> [Task prompt]
Please reproduce each line of the entries below word for word, leaving the pictures out.

> [Image entries on named regions]
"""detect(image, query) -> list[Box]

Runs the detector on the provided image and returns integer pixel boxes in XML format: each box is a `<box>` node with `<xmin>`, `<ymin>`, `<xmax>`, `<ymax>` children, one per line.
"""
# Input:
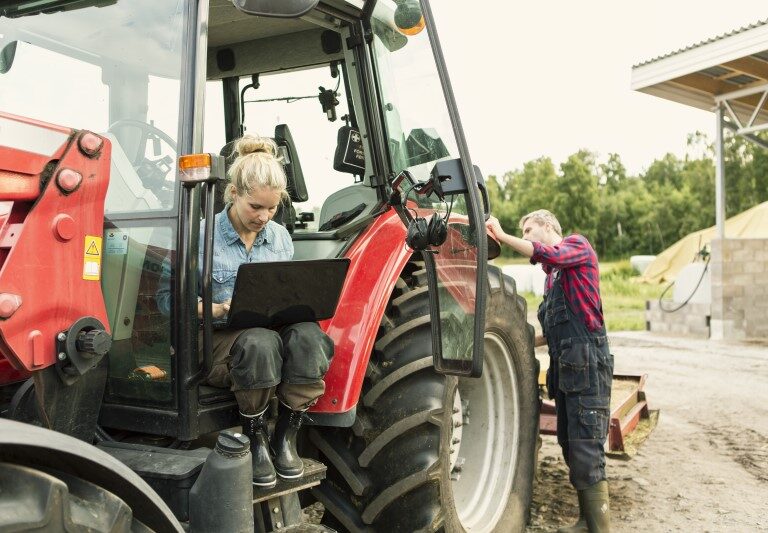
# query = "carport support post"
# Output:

> [Complete response]
"""detect(image, query) -> list[Box]

Runs the detector on the provided image and returns integer pixel boxes in XML format: each box is a `<box>` node with `<xmin>`, `<ymin>`, `<xmax>`, `<ymax>` children, one per line.
"""
# Input:
# query = "carport support post"
# Output:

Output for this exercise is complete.